= ORDEM DE TRABALHO A =
Por favor, diga se cada afirmação abaixo está de acordo com o trecho sobre o Turismo Social do Sesc São Paulo: (i) o Programa de Turismo Social existe há 75 anos; (ii) Fernanda Vargas é jornalista e criadora do @ipirangafeelings; (iii) um dos objetivos do Programa é democratizar o acesso às práticas turísticas. Responda sim ou não e cite as palavras do trecho que decidem cada caso.
= ORDEM DE TRABALHO B =
Dê prosseguimento ao trecho sobre o Turismo Social do Sesc São Paulo a partir do ponto em que ele termina.

Faça uma caminhada, conheça seu entorno, conheça o seu vizinho, saiba a história dele

Bruna, jornalista e criadora do @ipirangafeelings

Construir memórias

A partir de atividades em diferentes territórios, Turismo Social do Sesc São Paulo desperta consciência dos viajantes e valorização da história local

Por meio de seu Programa de Turismo Social, o Sesc São Paulo convida seu público a despertar a consciência histórica, socioambiental e comunitária, seja quando em contato com diferentes locais, ao viajar, seja em sua própria cidade. Criado há 75 anos, o Programa visa democratizar o acesso às práticas turísticas, promover a educação pelo e para o turismo, ampliar a cultura de viagem e o protagonismo dos participantes, bem como valorizar e reconhecer os territórios como ambientes educadores e de convivência.

“Quando pensamos em viagem, geralmente pensamos no longe, no fora da própria cidade, mas o que pode uma experiência de (re)conhecer a própria cidade que habitamos?”, questiona Fernanda Vargas, técnica de Turismo Social na Gerência de Educação para Sustentabilidade e Cidadania do Sesc São Paulo. Segundo a especialista, “cada vez mais temos grupos que tensionam modos tradicionais de contar a cidade, reivindicando o reconhecimento de patrimônios culturais, memórias e histórias de pessoas, grupos e populações não contemplados nas narrativas oficiais. Afinal, se a cidade é produção de múltiplos e diversos grupos sociais, os modos de recontá-la são inúmeros”, defende Vargas.

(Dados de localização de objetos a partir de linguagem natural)
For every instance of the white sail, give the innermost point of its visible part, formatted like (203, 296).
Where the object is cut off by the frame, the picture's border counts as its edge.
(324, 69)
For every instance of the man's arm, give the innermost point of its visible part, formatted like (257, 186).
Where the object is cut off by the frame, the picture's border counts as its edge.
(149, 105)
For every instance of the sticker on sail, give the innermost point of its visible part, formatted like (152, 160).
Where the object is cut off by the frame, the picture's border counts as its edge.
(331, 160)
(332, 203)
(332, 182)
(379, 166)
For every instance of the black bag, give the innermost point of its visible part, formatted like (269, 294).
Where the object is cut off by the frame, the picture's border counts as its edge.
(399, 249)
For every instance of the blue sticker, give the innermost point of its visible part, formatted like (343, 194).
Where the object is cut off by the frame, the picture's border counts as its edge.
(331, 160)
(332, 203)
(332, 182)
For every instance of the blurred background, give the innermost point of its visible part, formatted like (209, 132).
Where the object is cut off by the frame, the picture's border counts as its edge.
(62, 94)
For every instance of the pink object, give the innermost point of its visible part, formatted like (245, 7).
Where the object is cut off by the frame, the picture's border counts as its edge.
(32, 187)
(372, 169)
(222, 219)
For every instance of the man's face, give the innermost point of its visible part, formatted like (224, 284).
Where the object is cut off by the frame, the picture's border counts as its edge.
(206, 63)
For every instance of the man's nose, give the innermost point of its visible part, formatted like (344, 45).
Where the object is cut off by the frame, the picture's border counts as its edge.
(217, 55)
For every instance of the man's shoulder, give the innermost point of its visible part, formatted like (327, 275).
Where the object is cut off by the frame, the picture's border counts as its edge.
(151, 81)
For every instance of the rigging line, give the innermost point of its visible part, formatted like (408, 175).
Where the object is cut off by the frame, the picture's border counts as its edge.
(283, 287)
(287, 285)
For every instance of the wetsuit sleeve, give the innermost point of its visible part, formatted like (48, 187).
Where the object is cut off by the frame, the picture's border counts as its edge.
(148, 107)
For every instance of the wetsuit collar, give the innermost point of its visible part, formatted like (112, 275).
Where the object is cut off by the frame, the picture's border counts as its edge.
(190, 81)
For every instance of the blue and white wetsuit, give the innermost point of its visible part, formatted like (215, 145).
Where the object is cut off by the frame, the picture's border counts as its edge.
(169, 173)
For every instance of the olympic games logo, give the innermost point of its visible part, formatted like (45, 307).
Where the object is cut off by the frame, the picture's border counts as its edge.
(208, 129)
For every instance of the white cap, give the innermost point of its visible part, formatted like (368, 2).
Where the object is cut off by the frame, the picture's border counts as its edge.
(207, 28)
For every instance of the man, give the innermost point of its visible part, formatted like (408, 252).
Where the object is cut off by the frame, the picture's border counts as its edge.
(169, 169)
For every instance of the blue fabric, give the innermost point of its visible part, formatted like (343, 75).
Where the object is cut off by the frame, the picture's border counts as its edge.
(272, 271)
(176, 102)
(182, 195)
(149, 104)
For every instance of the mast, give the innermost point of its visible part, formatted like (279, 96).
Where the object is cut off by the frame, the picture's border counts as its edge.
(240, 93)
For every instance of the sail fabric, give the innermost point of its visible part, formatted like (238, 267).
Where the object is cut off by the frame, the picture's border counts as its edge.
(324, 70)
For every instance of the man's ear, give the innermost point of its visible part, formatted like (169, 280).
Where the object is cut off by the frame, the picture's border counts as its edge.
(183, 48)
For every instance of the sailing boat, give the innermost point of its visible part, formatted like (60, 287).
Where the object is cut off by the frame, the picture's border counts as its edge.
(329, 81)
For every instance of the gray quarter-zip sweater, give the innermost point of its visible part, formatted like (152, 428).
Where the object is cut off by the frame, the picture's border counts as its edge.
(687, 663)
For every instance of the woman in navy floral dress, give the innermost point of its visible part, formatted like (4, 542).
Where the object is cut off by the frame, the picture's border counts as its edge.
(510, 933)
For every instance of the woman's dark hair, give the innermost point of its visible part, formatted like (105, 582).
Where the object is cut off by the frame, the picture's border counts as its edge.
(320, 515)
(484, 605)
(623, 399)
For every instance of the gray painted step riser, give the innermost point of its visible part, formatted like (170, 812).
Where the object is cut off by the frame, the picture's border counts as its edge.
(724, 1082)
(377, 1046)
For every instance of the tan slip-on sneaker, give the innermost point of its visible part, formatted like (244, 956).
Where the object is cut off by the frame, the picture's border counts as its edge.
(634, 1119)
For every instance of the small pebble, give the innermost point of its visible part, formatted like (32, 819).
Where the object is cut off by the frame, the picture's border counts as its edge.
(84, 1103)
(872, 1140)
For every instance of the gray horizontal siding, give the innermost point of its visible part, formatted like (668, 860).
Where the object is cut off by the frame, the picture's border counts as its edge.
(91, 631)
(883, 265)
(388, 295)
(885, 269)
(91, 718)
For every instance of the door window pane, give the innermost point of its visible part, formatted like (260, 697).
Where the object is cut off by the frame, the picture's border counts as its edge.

= RESULTADO DA TAREFA A =
(i) Sim: "Criado há 75 anos, o Programa visa democratizar o acesso às práticas turísticas".
(ii) Não: "Bruna, jornalista e criadora do @ipirangafeelings". Fernanda Vargas é "técnica de Turismo Social na Gerência de Educação para Sustentabilidade e Cidadania do Sesc São Paulo".
(iii) Sim: "o Programa visa democratizar o acesso às práticas turísticas".

= RESULTADO DA TAREFA B =
Dessa forma, as ações realizadas permanentemente pela instituição – passeios, excursões, oficinas, bate-papos e atividades online – buscam desenvolver processos voltados ao contato com o outro, o respeito à diversidade e pelos territórios, colaborando, assim, para a consolidação de cadeias econômicas éticas e sustentáveis no setor.

Conheça alguns destaques da programação do Sesc São Paulo na área de Turismo Social, em dezembro:

14 BIS

Pelos caminhos de Oxum, águas do Bixiga

Caminhada pelos cursos d’água e várzeas do bairro do Bixiga, na região central da capital paulista, para reconhecimento de antigos quilombos, espaços de samba, terreiros e hortas. Com Romilda Almeida Correia, Fernando Penteado, Egbome Jennifer de Xangô e Michel Françoso, moradores da região.

Dia 9/12. Sábado, das 10h às 15h. GRÁTIS.

CARMO

Conhecendo o território: Capela dos Aflitos

Visita à Capela Nossa Senhora dos Aflitos, cuja trajetória demarca uma história ancestral negra e indígena no Centro de São Paulo, além de uma performance da Tapijás Cia. de Teatro sobre a história de Chaguinhas, importante personagem local. Após a visita, bate-papo sobre o bairro da Liberdade, Cemitério dos Aflitos e a história negra e indígena da região

Dia 5/12. Terça, das 14h30 às 16h. GRÁTIS.

GUARULHOS

Revelando Guarulhos – Lugares de memórias pretas na cidade

Conheça espaços de Guarulhos que possuem memórias da presença preta na cidade. O objetivo do passeio é possibilitar que os participantes enxerguem os locais visitados sob outra perspectiva histórica e reflitam sobre o apagamento das memórias das pessoas pretas que construíram a cidade.

Dia 10/12. Domingo, das 9h às 13h. GRÁTIS.